# Shaving the bikini area--tips needed!



## JenS (Dec 18, 2000)

Okay, every single time I shave "down there" I get bumps and a rash. (I currently soak in the tub for 15 minutes and then use shaving gel) What can stop this? Since I live in Florida, I am in shorts and bathing suits often. I would to wax it off, but it gets so expensive. Any shaving tips for me?


----------



## Tamgirl21 (Sep 2, 2001)

Hey Jen, I have heard that if you soak too long in the bath or shower your skin swells, making it more difficult to get a good shave. I also get those bumps from time to time and I think it all depends on the type of razor. I find when I use a disposable, I get the red bumps but if I use the Mach3, I don't. A really good shaving cream for razor bumps in Aveeno. Its made specifically for that and is better then anything I have ever tried. You could also try those creams that are meant to prevent razor bumps in the bikini area. One that I have tried is called Tend Skin, Its a little expensive, but works or you could try the ones in the hair removal section in CVS!!


----------



## beth_crocker1 (Nov 7, 2000)

Hi Jen, try using some aloe vera gel to shave with instead of shaving cream.


----------



## Anna2 (Jul 12, 2000)

Hi Jen, I to this tip from my sister and it seems to work better. Use hair conditioner instead of shaving gel. It softens better, I guess, but it seems to work alot better!


----------



## Nikki (Jul 11, 2000)

There was another huge long thread on this somewhere, i will have a look for it.Here it is, in the adult meeting place. http://www.ibsgroup.org/cgi-local/ubbcgi/u...f=7&t=000162&p=


----------



## JenS (Dec 18, 2000)

Thanks Spliff....Guess I will try the hair conditioner and every day routine.


----------



## *Luna* (Nov 19, 2001)

Spliff, thanks for posting that. I was about to go look for it, and you beat me too it!Today I had a shaving oops that resulted in me having more of a mohawk than ever before, because I had to make both sides match... we'll see how my skin handles this.


----------



## jo-jo (Aug 19, 2001)

Hi JenI used to get those bumps all the time and I have found the solution, I never got a bump since. I bought the philips hair removal/rasor machine. I shave my legs but I only use the hair puller thing for the bikini and thigh area and it works great, it is a bit painful but you get used to it. The hair grows back in about a month with no bumps. As soon as it starts to grow back you can pull it right out, no waiting like wax, i love it. It's better to cut the long hairs before you pull them, less painful this way. Must be nice to live in a warm sunny place all year round ! Lucky you. I'm in Canada and it's getting pretty cold now, first day of real snow today, late this year.


----------



## RitaLucy (May 3, 2000)

+===+

▶ **Tasks for this exercise**:
• a. In the shaving thread, why does one reply say that soaking too long in the bath or shower is a problem? Answer in one to three sentences.
• b. From the shaving thread, transcribe the stretch from "Hey Jen, I have" through "section in CVS!!".
The entries that follow are separate material and have nothing to do with the shaving thread.

▶ **Dataset extract**:
+===+

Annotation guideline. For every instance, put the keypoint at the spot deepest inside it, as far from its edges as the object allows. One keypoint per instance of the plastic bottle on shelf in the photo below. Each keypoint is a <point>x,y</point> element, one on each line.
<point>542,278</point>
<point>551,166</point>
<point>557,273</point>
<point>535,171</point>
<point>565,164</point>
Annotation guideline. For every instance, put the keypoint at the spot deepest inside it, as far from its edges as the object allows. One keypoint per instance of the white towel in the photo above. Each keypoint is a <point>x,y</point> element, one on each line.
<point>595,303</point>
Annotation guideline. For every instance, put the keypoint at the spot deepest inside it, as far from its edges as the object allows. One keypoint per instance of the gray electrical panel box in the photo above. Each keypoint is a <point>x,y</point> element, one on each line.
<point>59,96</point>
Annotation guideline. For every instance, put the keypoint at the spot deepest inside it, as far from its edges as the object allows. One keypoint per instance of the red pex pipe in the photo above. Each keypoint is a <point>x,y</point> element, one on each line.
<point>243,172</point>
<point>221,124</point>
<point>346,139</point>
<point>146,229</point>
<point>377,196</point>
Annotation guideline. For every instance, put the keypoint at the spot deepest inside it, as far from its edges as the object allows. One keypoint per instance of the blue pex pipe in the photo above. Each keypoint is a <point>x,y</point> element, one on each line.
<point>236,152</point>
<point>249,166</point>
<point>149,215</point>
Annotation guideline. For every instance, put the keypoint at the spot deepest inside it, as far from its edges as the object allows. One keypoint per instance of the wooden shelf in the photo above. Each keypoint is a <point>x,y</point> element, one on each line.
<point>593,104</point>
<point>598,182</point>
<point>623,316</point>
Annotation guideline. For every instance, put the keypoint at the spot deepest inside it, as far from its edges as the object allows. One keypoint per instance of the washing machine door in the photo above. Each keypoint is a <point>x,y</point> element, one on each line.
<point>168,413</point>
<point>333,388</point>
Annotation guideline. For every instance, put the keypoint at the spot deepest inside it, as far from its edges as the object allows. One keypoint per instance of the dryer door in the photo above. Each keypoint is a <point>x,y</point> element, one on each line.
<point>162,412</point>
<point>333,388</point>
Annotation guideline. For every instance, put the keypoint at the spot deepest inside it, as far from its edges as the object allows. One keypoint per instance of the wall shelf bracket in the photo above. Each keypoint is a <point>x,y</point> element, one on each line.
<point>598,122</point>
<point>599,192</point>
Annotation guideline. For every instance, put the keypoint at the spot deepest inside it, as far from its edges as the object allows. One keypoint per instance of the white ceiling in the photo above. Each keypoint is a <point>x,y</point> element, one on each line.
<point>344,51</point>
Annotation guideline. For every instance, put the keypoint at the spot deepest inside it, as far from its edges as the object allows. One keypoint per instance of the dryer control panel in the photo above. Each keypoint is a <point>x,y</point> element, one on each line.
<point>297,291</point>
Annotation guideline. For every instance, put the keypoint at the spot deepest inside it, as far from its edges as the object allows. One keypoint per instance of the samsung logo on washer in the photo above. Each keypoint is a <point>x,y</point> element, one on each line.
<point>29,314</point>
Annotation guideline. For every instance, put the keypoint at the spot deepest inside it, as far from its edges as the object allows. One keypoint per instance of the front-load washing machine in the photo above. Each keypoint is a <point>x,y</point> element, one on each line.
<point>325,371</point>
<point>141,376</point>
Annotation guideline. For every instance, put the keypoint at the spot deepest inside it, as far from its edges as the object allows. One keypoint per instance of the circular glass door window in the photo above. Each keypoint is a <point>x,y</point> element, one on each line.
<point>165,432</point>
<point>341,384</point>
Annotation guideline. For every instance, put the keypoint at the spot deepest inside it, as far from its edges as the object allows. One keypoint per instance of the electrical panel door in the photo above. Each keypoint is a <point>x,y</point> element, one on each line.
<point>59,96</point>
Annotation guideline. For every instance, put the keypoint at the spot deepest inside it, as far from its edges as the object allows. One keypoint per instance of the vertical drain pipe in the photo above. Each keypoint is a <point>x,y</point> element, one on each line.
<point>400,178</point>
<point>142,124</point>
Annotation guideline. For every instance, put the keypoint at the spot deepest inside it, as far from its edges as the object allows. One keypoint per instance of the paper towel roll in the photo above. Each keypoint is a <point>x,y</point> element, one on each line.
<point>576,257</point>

+===+

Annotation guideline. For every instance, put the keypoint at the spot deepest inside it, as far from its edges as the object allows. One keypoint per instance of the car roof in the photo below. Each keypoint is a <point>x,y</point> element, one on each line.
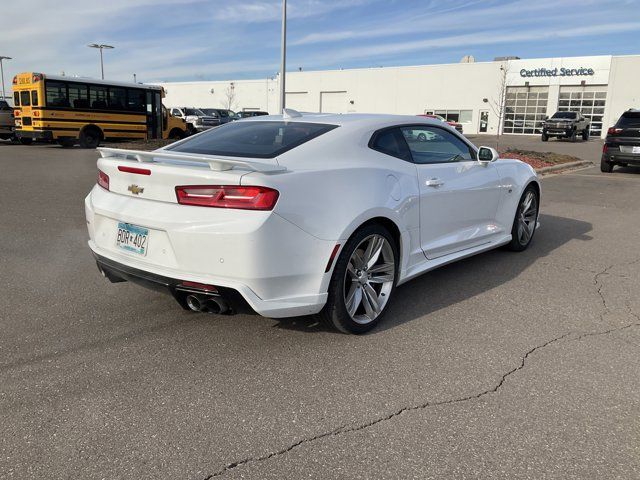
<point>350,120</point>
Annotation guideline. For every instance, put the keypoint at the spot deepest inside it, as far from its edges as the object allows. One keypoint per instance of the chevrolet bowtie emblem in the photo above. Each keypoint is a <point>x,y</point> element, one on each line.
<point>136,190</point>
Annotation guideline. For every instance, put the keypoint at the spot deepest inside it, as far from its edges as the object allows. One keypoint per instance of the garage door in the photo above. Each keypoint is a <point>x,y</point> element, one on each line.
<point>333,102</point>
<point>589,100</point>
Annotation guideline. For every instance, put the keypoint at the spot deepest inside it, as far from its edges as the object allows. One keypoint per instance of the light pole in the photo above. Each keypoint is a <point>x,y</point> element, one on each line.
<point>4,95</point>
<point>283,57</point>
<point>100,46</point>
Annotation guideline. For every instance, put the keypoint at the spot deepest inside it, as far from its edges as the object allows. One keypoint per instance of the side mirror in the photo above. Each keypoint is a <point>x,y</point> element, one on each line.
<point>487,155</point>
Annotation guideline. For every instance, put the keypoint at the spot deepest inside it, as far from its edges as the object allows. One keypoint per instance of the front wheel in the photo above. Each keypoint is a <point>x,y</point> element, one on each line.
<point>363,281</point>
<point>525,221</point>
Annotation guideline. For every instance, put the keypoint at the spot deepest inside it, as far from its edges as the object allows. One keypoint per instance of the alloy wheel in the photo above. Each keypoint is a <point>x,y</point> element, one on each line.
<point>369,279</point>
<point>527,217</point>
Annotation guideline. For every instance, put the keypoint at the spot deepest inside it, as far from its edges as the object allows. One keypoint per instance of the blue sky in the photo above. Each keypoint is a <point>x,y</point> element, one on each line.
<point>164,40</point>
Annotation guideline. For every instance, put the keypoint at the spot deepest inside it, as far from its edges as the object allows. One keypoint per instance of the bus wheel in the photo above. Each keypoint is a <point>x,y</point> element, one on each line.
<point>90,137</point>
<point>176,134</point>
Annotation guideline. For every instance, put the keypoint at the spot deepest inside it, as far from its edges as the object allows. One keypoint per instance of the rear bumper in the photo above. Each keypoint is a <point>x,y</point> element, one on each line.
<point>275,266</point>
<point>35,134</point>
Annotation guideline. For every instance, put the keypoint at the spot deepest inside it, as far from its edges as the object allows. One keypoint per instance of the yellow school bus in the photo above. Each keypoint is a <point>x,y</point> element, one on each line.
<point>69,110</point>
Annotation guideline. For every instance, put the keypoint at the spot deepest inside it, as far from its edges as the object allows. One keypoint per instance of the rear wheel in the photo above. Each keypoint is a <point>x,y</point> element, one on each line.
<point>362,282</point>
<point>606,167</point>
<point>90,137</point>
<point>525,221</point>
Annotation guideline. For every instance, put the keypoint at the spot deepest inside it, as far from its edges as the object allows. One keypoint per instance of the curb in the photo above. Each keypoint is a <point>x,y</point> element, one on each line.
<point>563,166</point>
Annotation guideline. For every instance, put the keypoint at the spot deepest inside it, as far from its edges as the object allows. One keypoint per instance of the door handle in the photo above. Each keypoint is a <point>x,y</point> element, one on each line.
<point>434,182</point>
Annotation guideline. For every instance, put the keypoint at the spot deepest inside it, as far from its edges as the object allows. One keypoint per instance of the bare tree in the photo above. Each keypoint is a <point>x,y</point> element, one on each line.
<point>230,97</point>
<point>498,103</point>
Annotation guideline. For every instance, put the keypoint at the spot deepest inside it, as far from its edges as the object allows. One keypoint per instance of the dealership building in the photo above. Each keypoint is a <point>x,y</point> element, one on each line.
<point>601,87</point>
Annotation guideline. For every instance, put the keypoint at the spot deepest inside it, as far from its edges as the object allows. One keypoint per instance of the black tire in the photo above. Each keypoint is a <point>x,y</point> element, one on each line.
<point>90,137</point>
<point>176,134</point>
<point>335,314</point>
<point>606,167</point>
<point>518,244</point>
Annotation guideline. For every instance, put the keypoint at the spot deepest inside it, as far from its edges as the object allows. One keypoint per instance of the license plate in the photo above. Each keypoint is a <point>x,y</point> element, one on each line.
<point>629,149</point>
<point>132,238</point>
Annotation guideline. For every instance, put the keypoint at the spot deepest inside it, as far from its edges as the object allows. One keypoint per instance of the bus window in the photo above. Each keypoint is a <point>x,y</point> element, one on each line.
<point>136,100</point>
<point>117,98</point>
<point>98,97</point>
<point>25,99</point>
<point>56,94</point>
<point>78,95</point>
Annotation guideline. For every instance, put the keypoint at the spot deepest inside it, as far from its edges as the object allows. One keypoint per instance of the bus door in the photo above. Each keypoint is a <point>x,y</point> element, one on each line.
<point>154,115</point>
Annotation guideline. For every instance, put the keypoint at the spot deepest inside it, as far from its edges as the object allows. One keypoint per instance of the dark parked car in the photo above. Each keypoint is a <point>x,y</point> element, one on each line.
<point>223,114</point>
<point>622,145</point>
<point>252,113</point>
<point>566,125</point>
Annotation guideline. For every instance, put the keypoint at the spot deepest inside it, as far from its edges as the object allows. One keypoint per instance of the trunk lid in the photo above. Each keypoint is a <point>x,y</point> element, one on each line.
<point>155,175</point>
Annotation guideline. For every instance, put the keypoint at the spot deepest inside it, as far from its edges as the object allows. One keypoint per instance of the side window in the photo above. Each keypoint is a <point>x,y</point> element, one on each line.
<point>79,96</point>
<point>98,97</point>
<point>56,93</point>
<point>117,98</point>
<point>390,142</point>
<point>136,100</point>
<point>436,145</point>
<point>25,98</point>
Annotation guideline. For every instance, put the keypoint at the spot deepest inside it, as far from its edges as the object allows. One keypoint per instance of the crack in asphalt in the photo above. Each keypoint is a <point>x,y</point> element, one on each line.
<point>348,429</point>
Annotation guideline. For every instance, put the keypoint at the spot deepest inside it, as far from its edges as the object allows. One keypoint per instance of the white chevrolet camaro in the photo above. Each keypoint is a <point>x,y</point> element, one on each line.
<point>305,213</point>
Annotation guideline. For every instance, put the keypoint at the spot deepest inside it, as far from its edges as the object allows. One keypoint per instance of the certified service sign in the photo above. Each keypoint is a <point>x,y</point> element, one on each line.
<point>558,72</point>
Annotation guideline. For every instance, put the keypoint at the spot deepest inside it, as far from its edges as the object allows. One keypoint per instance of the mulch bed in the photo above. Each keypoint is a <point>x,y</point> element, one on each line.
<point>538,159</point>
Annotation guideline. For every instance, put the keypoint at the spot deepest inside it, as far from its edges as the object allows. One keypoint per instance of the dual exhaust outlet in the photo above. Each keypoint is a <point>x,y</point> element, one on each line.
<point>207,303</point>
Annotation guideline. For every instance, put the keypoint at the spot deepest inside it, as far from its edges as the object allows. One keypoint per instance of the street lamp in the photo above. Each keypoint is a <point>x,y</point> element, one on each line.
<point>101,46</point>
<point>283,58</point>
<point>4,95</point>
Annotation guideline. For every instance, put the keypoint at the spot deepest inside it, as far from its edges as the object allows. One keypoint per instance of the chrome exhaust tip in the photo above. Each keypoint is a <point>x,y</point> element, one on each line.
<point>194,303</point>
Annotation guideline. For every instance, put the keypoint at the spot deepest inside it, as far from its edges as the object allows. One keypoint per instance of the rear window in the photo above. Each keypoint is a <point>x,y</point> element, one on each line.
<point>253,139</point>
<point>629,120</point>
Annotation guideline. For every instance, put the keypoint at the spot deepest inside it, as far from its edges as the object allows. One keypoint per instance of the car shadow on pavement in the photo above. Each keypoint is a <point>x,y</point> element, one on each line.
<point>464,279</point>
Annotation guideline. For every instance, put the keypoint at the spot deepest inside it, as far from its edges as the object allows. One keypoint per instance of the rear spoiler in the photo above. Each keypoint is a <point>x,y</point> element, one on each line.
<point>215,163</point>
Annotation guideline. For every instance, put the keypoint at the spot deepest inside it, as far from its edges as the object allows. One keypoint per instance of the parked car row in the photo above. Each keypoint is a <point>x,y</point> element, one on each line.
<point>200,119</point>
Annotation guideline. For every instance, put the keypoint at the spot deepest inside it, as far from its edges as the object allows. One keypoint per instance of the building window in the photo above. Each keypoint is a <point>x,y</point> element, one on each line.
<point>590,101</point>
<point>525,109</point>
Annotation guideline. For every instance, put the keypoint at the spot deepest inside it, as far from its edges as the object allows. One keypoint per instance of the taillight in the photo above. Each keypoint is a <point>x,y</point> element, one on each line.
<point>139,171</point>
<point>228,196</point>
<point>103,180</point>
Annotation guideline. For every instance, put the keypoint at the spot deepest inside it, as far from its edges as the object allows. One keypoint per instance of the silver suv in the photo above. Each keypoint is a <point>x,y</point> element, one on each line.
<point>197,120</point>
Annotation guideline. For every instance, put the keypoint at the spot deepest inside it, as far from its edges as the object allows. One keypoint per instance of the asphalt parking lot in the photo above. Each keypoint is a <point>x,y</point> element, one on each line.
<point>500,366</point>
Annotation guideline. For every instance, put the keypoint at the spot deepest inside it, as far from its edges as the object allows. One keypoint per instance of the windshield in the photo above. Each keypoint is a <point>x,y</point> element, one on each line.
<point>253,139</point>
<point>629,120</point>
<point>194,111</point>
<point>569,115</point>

+===+

▶ **The answers**:
• a. Soaking too long makes the skin swell. That makes it harder to get a good shave.

• b.
Hey Jen, I have heard that if you soak too long in the bath or shower your skin swells, making it more difficult to get a good shave. I also get those bumps from time to time and I think it all depends on the type of razor. I find when I use a disposable, I get the red bumps but if I use the Mach3, I don't. A really good shaving cream for razor bumps in Aveeno. Its made specifically for that and is better then anything I have ever tried. You could also try those creams that are meant to prevent razor bumps in the bikini area. One that I have tried is called Tend Skin, Its a little expensive, but works or you could try the ones in the hair removal section in CVS!!